§ WRITTEN TASK A
From the records, give the part that opens with the line containing "Every instance gets one point. Tag the grassy" and closes with the line containing "(1249, 353)" as a JSON list of strings, one string per line, with blank lines left out.

§ TEXT BLOCK
Atlanta, Georgia ~ in the heart of the Southeast hedge fund district:
“Zach, tell me why you bought this stock…”
I could tell Bill wasn’t happy about something.
Bill was my boss and mentor at the hedge fund I used to work at. After a year of doing research for other managers Bill graciously gave me a small piece of our fund to manage.
This was his way of testing me out to see if I had what it took to be a hedge fund manager.
(By the way, I completely failed at my first attempt. I’ll tell you about that frustrating day another time.)
Each week, Bill and I would sit down and look through my investments and Bill would give me feedback… This week Bill was asking about a tech stock I had been holding for a while.
I quickly explained that the company had been on my watch list. I reminded Bill that I purchased the stock when shares broke above a key level. And secretly, I was a little frustrated that Bill didn’t remember we had spoken about this position last week when he asked a similar question.

§ EXERCISE INPUT
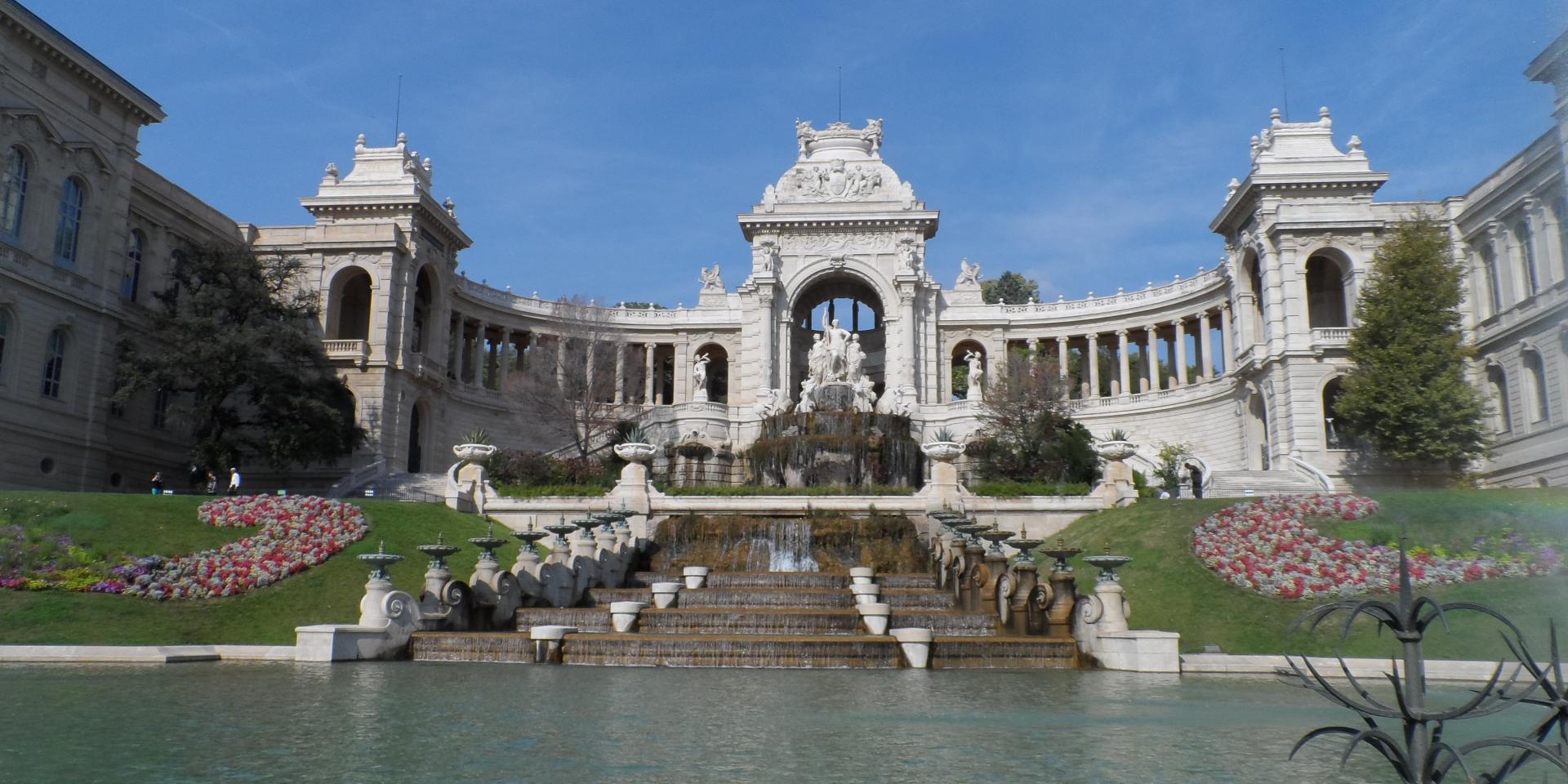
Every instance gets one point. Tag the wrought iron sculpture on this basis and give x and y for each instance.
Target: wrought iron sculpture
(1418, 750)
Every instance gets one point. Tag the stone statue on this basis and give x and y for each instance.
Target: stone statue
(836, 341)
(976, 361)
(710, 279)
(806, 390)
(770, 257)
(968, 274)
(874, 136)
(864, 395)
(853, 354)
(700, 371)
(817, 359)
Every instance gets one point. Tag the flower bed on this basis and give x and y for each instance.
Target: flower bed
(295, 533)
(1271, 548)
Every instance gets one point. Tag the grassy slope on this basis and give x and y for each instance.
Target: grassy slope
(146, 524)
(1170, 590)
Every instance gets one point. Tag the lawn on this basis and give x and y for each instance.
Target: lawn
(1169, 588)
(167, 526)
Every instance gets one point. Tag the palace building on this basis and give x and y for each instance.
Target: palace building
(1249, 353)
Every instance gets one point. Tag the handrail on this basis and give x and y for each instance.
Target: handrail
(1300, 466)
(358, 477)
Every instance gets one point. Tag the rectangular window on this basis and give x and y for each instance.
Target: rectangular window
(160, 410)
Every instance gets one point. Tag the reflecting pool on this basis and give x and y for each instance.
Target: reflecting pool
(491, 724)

§ WRITTEN TASK B
Copy word for word the part of the hedge fund story that opens with the words "Bill was my" and closes with "for a while.".

§ TASK OUTPUT A
[
  "Every instance gets one point. Tag the grassy slope on this basis and give x and y for each instance.",
  "Target: grassy slope",
  "(146, 524)",
  "(1170, 590)",
  "Every instance gets one point. Tag the lawn on this basis and give x and y for each instance.",
  "Target: lawn",
  "(1169, 588)",
  "(167, 526)",
  "Every instance gets one point. Tag the palace building on this basis and give x and y for each instance.",
  "Target: palace building",
  "(1249, 353)"
]

§ TASK OUTPUT B
Bill was my boss and mentor at the hedge fund I used to work at. After a year of doing research for other managers Bill graciously gave me a small piece of our fund to manage.
This was his way of testing me out to see if I had what it took to be a hedge fund manager.
(By the way, I completely failed at my first attempt. I’ll tell you about that frustrating day another time.)
Each week, Bill and I would sit down and look through my investments and Bill would give me feedback… This week Bill was asking about a tech stock I had been holding for a while.